How to Have a Wider Lens
See your life differently.
Posted October 8, 2018
"The major problems in the world are the result of the difference between how nature works, and the way people think."
Let me share with you a question I ask people who seek help in my practice. You may like to try this yourself.
“What is it that you’re not getting in life that causes concern and stops you from making your life work the way you would like it to work?”
Think about this for a minute or so. When you’ve defined this concern, focus on the consequence of what it is that you’re not getting. Describe how it looks and feels not to get what you want. How does this concern influence your life?
Relax your body from head to toe. Take a few deep soft Coherent Breaths (six seconds inhalation and exhalation). In your mind’s eye, create a peripheral view of where you are by widening your lens to see beyond the confines of your surroundings. Pause and think about what’s happening in your community, nation and world.
After a few moments, bring your lens back to your original concern. Ask yourself again how your core concern or grievance affects you and is connected to all aspects of your life. What insights, sensations and strengths arise as you consider your grievance from a wider perspective?
In the 1960’s, cause-effect thinking was challenged by the view of seeing nature as a more complex and interacting system; a system that is a collection of items or entities (persons, institutions, societies, atoms, etc.) so arranged that a change in the relationship of one part will produce some change in all the relationships of the other parts of that system. Applied to a family for instance, if one member is disturbed (i.e. out of appropriate harmony with the others) a linear approach involves treating the identified patient. A holistic or systems view offers a wider lens to view the same situation requiring the involvement of all other members of the family to restore a total balance of health and harmony.
The Ecological Perspective
This ecological perspective, if we choose, allows us to better understand how life evolves including how our own mind and body functions. With the advances in quantum physics, defining our world as consisting of fragmented separate parts is now clearly refuted.
That said, there still exist the many contexts of power, manipulation and suppression that hinder collaborative efforts to create more harmonious outcomes, whether it be environmental or a more inclusive social respect for all. When people work from a linear perspective, hypocrisy and myopic vision can become the norm.
But when we tune in to nature’s systemic essence and intent, we can become unstuck. This requires not condoning past evils and creating solutions in the present. If we don’t we are vulnerable to dysfunctions.
The best way to be systemic is to have a wider lens, one that is stereoscopic in nature. What I mean by this is to look at whatever situation you may find yourself in as being part of a wider all-encompassing context. Every time you’re observing an interaction or problem, as you did in the above exercise, step back and simultaneously see its wider connections. Yes, there may be paradoxes and even inevitable double binds (damned if you do and damned if you don’t), but this also creates the challenge and opportunity to find new possibilities.

(Annotated photo localization data)
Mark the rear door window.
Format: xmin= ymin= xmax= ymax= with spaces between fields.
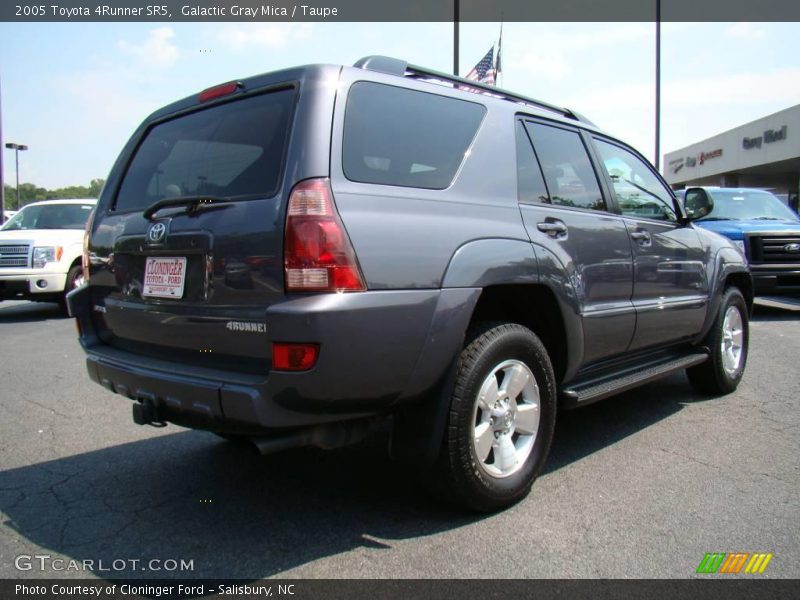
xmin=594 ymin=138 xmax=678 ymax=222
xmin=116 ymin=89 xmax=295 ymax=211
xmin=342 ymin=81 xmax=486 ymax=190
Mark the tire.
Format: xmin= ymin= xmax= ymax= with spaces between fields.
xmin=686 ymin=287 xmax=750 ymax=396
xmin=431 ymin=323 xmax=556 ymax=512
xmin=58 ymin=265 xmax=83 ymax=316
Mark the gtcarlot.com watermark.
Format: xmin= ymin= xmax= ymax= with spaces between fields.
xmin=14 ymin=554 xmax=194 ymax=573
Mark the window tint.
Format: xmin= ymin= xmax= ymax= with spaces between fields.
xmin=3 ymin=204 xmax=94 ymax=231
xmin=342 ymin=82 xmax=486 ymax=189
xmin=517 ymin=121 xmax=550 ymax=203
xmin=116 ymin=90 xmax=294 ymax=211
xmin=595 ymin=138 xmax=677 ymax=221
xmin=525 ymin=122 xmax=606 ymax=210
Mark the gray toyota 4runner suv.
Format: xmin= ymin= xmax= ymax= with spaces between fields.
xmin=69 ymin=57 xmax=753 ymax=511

## Problem details
Proceed with the article on having a wider lens, picking up right after its final paragraph, which ends "find new possibilities."

## Answer space
Nora Bateson, filmmaker and author of Small Arcs of Larger Circles: framing through other patterns (Triarchy Press, 2016) describes this process as “Warm Data,” the “transcontextual information about the interrelationships that integrate a complex system.”
If we use this perspective with a wider lens, we can grasp and respect how nature and human interaction work in a constant part-to-whole interconnected manner.
All systems perceived this way, including our emotional/biological existence, will have the opportunity to maintain a functioning balance. Each interaction or change in one part will eventually have implications in altering the whole system.
This not only pertains to enhancing your optimal body temperature but also how your immune system functions. Like a fine-tuned watch with many interconnected parts, even with a bent gear the clock may still tell time, albeit not optimally. In other words, using a wider lens can help us see how systems can also perpetuate dysfunction.
Why use a wider lens?
The classic example of not using a wider lens revolved around how farmers were heralded for using DDT to rid crops from certain insects. It initially worked, however in a short while, DDT was found to be injurious to many animals working itself up the biological chain and eventually being found in human mothers ‘milk. As was the case with the indiscriminate use of antibiotics, now known to sabotage our immune system.
There still are many such instances within our society that need to be explored with a wider lens. The relevance of looking at things with a wider lens is to better navigate all the inevitable conflicts that life and nature throw at us. How we organize and adjust is based on how we respect nature and create beneficial input to blend with it. We have many choices. Most of all being systemic and having a wider lens allows for the opportunity to correct injurious patterns that can create barriers to health and happiness.